__Listed records__.
┌──

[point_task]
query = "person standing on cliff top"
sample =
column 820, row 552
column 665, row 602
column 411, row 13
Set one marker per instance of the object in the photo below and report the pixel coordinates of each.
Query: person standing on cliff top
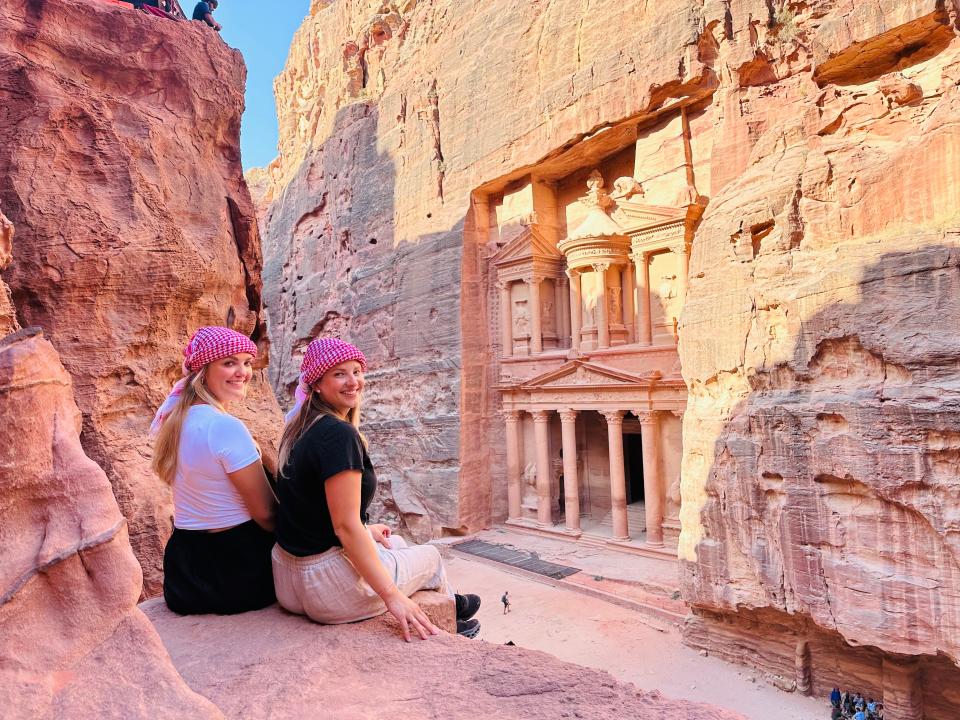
column 218, row 558
column 203, row 11
column 328, row 563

└──

__Work request__. Only the text of the entries above, transcribed exactly, should be given; leave out pictures.

__Solved exercise__.
[point_task]
query = "person standing on cliff top"
sample =
column 820, row 552
column 665, row 602
column 411, row 13
Set one marker per instance of the object in the photo below and report the pixel coordinates of each.
Query: person standing on cliff top
column 218, row 558
column 203, row 11
column 328, row 563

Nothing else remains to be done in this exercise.